Extracted text =
That there is something fundamental is unscientific dogma.
Brent
Hi,
I agree with Brent but would refine the point to say that 'that
there is something fundamental that has particular properties is
unscientific dogma'.
A dogma is only something that you cannot doubt or question.
Now something fundamental without properties is just meaningless. In
my opinion. How could anything emerge from something without any
properties?
Dear Bruno,
I am amazed at your inability to understand this very simple idea.
It is just the generalization of what we see in the additive identity in
arithmetic, X - X = 0. Have you not understood the idea that Russell
Standish discusses in his book? The Nothing, that is the main idea in
his book is a great example of the concept that I am using. When one
imagines a substance that has *all possible properties*, there would
always be properties within such that are equal and opposite to others
such that they cancel each other out resulting in a neutral condition.
This idea also occurs in numbers, where we to consider all of the
positive numbers cancelling with the negative numbers to zero.
I use the process philosophy view of ontology and epistemology, but
the same cancellation effects holds there as well; all processes have
anti-processes that would cancel them.
You have not been able to explain this, up to now.

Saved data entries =

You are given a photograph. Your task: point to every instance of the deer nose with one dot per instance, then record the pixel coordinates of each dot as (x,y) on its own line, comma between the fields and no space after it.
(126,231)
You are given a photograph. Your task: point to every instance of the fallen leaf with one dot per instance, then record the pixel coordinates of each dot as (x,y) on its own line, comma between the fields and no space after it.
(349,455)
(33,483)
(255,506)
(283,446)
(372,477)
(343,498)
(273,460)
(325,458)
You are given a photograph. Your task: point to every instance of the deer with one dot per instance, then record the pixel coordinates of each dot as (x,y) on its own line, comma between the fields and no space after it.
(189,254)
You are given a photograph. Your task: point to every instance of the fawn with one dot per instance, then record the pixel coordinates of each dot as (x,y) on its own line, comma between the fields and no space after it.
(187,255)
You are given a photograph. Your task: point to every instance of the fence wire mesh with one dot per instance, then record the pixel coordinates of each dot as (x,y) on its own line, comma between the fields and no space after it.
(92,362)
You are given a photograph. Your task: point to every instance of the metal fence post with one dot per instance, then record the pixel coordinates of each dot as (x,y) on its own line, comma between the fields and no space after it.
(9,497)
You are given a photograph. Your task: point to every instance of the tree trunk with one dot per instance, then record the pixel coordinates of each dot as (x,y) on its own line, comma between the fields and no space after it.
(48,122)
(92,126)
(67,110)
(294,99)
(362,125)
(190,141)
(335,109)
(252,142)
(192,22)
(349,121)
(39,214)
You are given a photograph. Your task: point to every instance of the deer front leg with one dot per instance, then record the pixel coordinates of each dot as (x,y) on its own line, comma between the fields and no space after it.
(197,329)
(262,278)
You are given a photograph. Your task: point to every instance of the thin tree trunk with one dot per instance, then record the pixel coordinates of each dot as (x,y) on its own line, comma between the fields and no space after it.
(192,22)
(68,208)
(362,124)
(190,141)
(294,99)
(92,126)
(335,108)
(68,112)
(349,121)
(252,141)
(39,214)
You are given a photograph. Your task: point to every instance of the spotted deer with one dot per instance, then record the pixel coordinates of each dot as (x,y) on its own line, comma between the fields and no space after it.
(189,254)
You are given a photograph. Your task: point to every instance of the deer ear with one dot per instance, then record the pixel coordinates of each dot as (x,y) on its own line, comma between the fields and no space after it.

Problem to solve = Extract, word for word, the part of the exchange on fundamental properties from "I use the process" to "this, up to now.". Please work only from the exchange on fundamental properties and leave the listing aside.

Task result =
I use the process philosophy view of ontology and epistemology, but
the same cancellation effects holds there as well; all processes have
anti-processes that would cancel them.
You have not been able to explain this, up to now.